Data excerpts
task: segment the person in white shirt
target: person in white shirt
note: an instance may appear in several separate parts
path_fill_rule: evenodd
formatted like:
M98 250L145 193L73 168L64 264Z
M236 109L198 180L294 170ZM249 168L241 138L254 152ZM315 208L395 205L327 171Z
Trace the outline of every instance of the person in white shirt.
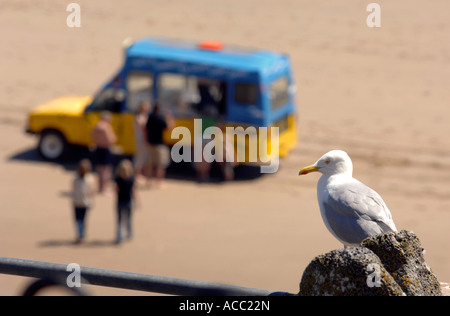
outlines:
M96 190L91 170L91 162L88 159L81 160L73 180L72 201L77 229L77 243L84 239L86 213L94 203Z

...

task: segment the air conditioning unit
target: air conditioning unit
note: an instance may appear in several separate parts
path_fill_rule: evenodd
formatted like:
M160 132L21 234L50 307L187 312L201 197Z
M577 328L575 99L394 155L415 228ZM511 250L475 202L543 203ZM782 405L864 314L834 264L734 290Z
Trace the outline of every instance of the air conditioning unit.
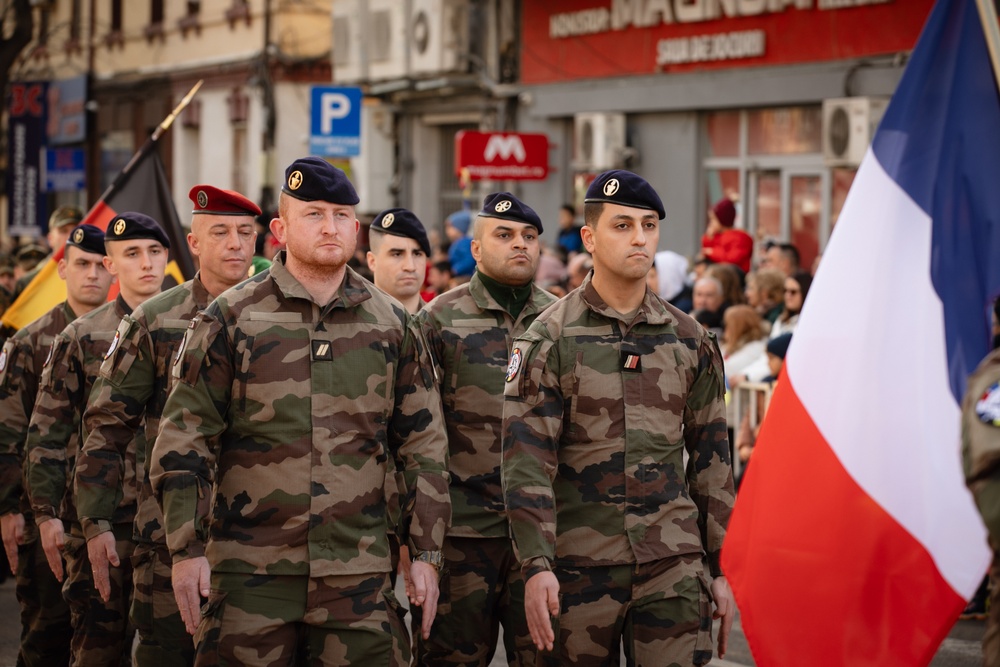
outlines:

§ Work item
Report every line in the data above in which the word "shirt" appears.

§ Reply
task: segment the person in white shirt
target: person in white shirt
Trace the outline of every instance of the person in white shirt.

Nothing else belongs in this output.